From the biography of the conductor Finnegan, extract the passage between "As Music Director" and "Wild Things Are.", inclusive, and reproduce it word for word.

:: Excerpted passage

Winner of the Mahler Competition 2020, Finnegan is increasingly recognised for his extraordinary musicianship, his command of complex scores, and his intense and mature performances.
Following a week conducting the Bamberger Symphoniker in a variety of repertoire, Finnegan won this summer’s Mahler Competition, leading a final concert which included the world premiere of Miroslav Srnka’s move 04 ‘Memory Full’ and Mahler Symphony No. 4, with soloist Barbara Hannigan. Last season he made concert debuts conducting the Swedish Radio Symphony Orchestra, Ensemble Resonanz, Klangforum Wien, RTÉ National Symphony Orchestra, RTÉ Concert Orchestra, State Philharmonic of Kosice and the BBC Concert Orchestra. Future symphonic engagements include concerts with the London Philharmonic and BBC Philharmonic Orchestras, Gothenburg Symphony Orchestra, Luxembourg Philharmonic, New Japan Philharmonic, Sydney Symphony Orchestra and the Bamberger Symphoniker, who following the competition, immediately re-invited him.
As much at home in the opera house as in the concert hall, his recent operatic engagements include his debut at the Royal Opera House, Covent Garden, conducting Alice’s Adventures Under Ground (Gerald Barry); he was due to return and conduct a new production of The Turn of the Screw before its postponement as a result of the Covid-19 pandemic. Future plans include Rigoletto at the Royal Swedish Opera, The Turn of the Screw at the Deutsche Staatsoper Berlin, Eugene Onegin at Oper Frankfurt and a new production at the Tiroler Festival Erl.
As Music Director of the award-winning company Shadwell Opera, he collaborates with the UK’s finest young singers and instrumentalists, bringing stagings of seminal twentieth-century and contemporary works to new audiences. His performances with Shadwell Opera have received consistent acclaim in the national and international press – among them works by Benjamin, Maxwell Davies, Turnage. Schoenberg and Stravinsky. Last year, Shadwell Opera’s most ambitious project to date saw it tour with its orchestra and ensemble to the Mariinsky Theatre, St. Petersburg, for the Russian premiere of Oliver Knussen Where the Wild Things Are.

::::
:: Given material

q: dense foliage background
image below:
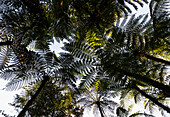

::::

→ **Problem solution**
As Music Director of the award-winning company Shadwell Opera, he collaborates with the UK’s finest young singers and instrumentalists, bringing stagings of seminal twentieth-century and contemporary works to new audiences. His performances with Shadwell Opera have received consistent acclaim in the national and international press – among them works by Benjamin, Maxwell Davies, Turnage. Schoenberg and Stravinsky. Last year, Shadwell Opera’s most ambitious project to date saw it tour with its orchestra and ensemble to the Mariinsky Theatre, St. Petersburg, for the Russian premiere of Oliver Knussen Where the Wild Things Are.